◆ DIRECTIVE ◆
Write out the records word for word, from the start of the records through the line that contains "139L79 139L83 144L103". Leave the pictures out of the answer.

>> Start DATA ROWS

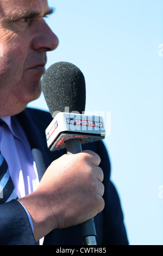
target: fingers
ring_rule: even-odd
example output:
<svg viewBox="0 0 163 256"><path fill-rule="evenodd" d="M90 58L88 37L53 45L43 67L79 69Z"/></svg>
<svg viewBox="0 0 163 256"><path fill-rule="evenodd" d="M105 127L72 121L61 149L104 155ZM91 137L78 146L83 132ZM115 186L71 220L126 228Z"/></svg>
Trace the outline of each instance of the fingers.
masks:
<svg viewBox="0 0 163 256"><path fill-rule="evenodd" d="M101 158L97 154L93 152L91 150L84 150L80 152L79 154L82 154L85 155L86 157L90 161L90 162L92 164L98 166L101 163Z"/></svg>

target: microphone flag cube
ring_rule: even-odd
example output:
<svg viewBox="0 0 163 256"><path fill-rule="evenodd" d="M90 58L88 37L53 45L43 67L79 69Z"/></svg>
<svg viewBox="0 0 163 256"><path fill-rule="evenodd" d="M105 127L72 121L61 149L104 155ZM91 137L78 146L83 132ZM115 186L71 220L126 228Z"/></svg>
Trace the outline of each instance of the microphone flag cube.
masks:
<svg viewBox="0 0 163 256"><path fill-rule="evenodd" d="M69 139L79 139L83 144L103 139L106 135L102 117L65 112L55 115L45 133L52 151L66 148Z"/></svg>

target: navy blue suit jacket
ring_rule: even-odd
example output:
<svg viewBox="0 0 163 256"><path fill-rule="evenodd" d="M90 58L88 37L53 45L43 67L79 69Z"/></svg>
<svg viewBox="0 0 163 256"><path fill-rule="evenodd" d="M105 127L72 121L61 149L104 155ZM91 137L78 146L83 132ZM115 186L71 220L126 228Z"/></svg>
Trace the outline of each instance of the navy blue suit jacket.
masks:
<svg viewBox="0 0 163 256"><path fill-rule="evenodd" d="M25 131L32 150L38 155L36 166L40 180L51 163L66 151L51 152L47 148L45 131L52 121L49 113L26 108L16 117ZM110 164L104 144L98 141L83 145L82 148L83 150L92 150L100 156L100 167L104 174L105 208L94 218L97 245L128 245L120 199L110 181ZM0 245L35 244L28 217L20 203L14 200L0 205ZM82 245L79 225L53 230L45 236L44 245Z"/></svg>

>> End DATA ROWS

◆ RESULT OF THIS TASK ◆
target: fingers
ring_rule: even-odd
example output:
<svg viewBox="0 0 163 256"><path fill-rule="evenodd" d="M90 58L88 37L53 45L43 67L79 69Z"/></svg>
<svg viewBox="0 0 163 256"><path fill-rule="evenodd" d="M105 127L72 121L61 149L104 155ZM91 137L78 146L83 132ZM115 186L71 220L126 228Z"/></svg>
Trace the outline of each instance of the fingers.
masks:
<svg viewBox="0 0 163 256"><path fill-rule="evenodd" d="M101 158L97 154L93 152L91 150L84 150L80 152L79 154L82 154L85 155L86 157L90 161L90 162L92 164L98 166L101 163Z"/></svg>

target: microphone flag cube
ring_rule: even-odd
example output:
<svg viewBox="0 0 163 256"><path fill-rule="evenodd" d="M90 58L88 37L53 45L43 67L79 69Z"/></svg>
<svg viewBox="0 0 163 256"><path fill-rule="evenodd" d="M105 127L72 121L61 149L104 155ZM91 137L78 146L83 132ZM115 186L71 220L126 228Z"/></svg>
Trace the outline of each instance of the microphone flag cube.
masks:
<svg viewBox="0 0 163 256"><path fill-rule="evenodd" d="M69 139L79 139L83 144L103 139L106 135L102 117L65 112L55 115L45 133L52 151L66 148Z"/></svg>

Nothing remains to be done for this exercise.